Records for the task start
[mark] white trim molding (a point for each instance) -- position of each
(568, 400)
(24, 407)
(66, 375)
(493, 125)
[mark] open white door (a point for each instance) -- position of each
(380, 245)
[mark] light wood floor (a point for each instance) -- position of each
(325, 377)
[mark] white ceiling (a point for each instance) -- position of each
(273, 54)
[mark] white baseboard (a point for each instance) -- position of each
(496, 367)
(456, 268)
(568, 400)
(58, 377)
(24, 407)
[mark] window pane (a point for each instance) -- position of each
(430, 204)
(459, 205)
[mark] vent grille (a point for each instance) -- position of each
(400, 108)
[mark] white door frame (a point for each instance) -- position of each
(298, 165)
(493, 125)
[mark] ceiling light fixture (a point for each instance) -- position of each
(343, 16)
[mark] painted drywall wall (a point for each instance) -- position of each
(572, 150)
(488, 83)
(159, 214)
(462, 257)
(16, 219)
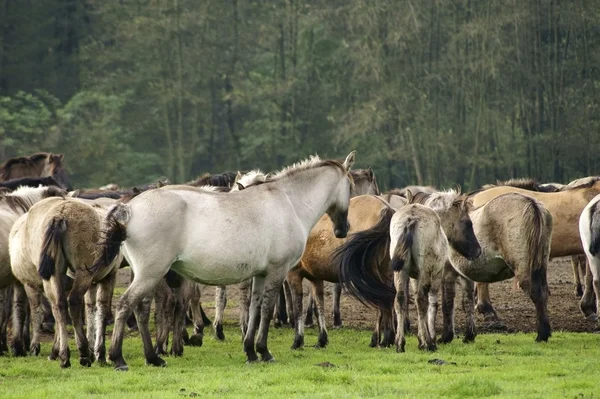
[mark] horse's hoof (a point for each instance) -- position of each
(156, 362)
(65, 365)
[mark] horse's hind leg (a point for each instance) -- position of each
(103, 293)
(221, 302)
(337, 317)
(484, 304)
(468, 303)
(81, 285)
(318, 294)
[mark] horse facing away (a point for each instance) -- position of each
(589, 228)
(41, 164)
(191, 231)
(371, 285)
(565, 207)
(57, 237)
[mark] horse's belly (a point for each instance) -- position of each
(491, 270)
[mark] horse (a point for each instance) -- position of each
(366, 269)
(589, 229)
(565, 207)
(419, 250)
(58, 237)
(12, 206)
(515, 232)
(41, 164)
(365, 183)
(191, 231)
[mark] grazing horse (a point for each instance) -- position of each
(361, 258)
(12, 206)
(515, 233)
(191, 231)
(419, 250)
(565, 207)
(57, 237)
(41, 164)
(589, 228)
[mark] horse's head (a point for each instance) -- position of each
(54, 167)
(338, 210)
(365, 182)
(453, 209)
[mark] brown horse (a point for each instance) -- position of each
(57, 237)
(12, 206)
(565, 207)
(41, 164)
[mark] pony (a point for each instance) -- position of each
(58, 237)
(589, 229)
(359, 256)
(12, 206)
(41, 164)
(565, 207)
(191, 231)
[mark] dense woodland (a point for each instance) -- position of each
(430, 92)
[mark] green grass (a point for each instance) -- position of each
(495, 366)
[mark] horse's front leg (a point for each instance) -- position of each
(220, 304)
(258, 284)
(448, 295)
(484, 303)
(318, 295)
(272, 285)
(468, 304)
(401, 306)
Records for the task end
Records for the task start
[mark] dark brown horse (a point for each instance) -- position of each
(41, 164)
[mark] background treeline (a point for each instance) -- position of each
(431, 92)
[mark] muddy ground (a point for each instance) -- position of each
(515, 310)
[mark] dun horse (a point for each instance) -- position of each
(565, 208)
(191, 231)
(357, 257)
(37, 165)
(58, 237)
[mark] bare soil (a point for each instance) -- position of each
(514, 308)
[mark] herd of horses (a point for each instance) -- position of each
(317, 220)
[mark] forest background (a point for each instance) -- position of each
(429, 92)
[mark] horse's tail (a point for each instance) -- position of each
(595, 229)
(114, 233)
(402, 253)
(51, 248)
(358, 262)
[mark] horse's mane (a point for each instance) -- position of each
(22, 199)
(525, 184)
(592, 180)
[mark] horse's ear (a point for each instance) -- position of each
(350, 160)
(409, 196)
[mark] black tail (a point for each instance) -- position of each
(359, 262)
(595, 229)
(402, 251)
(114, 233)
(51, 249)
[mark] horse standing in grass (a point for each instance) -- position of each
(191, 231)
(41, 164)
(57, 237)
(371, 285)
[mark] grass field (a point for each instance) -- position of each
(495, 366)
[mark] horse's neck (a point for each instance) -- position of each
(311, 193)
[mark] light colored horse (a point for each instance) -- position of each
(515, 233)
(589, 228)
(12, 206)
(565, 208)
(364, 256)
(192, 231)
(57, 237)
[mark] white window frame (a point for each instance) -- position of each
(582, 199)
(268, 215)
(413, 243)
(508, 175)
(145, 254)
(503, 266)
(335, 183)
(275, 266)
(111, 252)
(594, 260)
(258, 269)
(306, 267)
Records for the task end
Records for the task start
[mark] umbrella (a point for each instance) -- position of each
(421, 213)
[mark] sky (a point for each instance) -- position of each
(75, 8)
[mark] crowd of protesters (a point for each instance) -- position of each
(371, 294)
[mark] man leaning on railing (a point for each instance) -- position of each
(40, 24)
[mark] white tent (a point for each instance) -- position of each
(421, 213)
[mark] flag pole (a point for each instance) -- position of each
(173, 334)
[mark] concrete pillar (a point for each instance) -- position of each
Records for the task end
● Exercise instructions: Pick out every line of the material above that contains the word "window", and copy each one. Case counts.

● Response to the exercise:
[mark] window pane (a point for each instance) -- position of each
[mark] white window frame (a point for each instance) -- position of each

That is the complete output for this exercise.